#### TEXT
“Seattle is a small town,” is an axiom of the arts community in our feverishly-growing (some might say hell-bent) metropolis, and it used to be true. In Catherine Trieschmann’s amusingly barbed “The Most Deserving” at Theater Schmeater, director John Longenbaugh brings to the stage, in his words “a show about a small town in Kansas written by an award-winning playwright who actually lives in a small town in Kansas,” a region not often glimpsed onstage in Seattle.
In Trieschmann’s fiendishly clever satire of the arts world we’re not only in Kansas, but right here in Belltown. A local arts council is commissioned to award a $20,000 grant to a local artist to be selected by the five-member council board. Vying interests, egos, and agendas come into immediate and hilarious conflict as an “outsider,” Everett Whiteside (an African-American man, destitute, paranoid and hounded by the IRS, played with endearing and manic glee by Ronnie Hill) gains a voice of support from another non-Caucasian and newcomer to the arts council, Liz Chang (Mona Leach, ranging from deftly sarcastic to emotionally fragile.)
What follows is a screwball whirlwind of entanglements, deceits, alliances, and ploys to line up votes. Some painful questions jab through the comedy: how is art defined, and who decides? Is visionary art defunct? Can an original voice or vision break through the political and economic web of obstacles without losing its soul?
Longenbaugh makes good use of his comedy team, but the script’s twists of plot and word-play call for a swift, light-hearted romp; a quicker pace would better support the frothiness of the plot. Some jokes go a bit flat, as when Ted Atkinson (Matthew Middleton, playing a hapless dishrag of a man sleepwalking through life with his cell-phone) does a riff on art that is one long tangled web of lies but loses its punch before the end. His wife Jolene, wonderfully played by Deniece Bleha as a manipulative and condescending, yet somehow likable and even redeemable arts bureaucrat, helps keep the tempo up, even when scene changes require moving beds and couches through curtains in the dark – ah, the life of an actor!
Karen Jo Fairbrook as the wealthy widow Edie Kelch whose dead husband funded the grant, and Ron Richardson as Dwayne Dean, whose banal portrait series of Vice-Presidents he imagines to be on par with Van Gogh, both have great moments of slapstick and reversed expectations (some of these get a little over-milked.)

#### DATA SHOWN
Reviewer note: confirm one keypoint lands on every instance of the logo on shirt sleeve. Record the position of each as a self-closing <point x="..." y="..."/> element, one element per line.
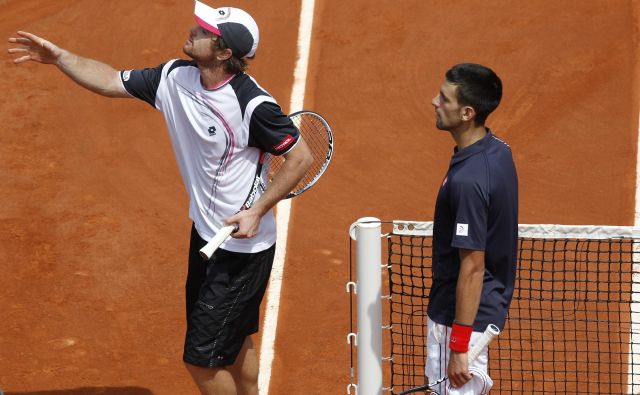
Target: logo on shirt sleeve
<point x="462" y="229"/>
<point x="284" y="144"/>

#### INSTRUCTIONS TO FOLLOW
Duplicate everything in the theater review from "In Trieschmann’s fiendishly" down to "to emotionally fragile.)". This listing has no connection to the theater review.

#### SOLUTION TO THE EXERCISE
In Trieschmann’s fiendishly clever satire of the arts world we’re not only in Kansas, but right here in Belltown. A local arts council is commissioned to award a $20,000 grant to a local artist to be selected by the five-member council board. Vying interests, egos, and agendas come into immediate and hilarious conflict as an “outsider,” Everett Whiteside (an African-American man, destitute, paranoid and hounded by the IRS, played with endearing and manic glee by Ronnie Hill) gains a voice of support from another non-Caucasian and newcomer to the arts council, Liz Chang (Mona Leach, ranging from deftly sarcastic to emotionally fragile.)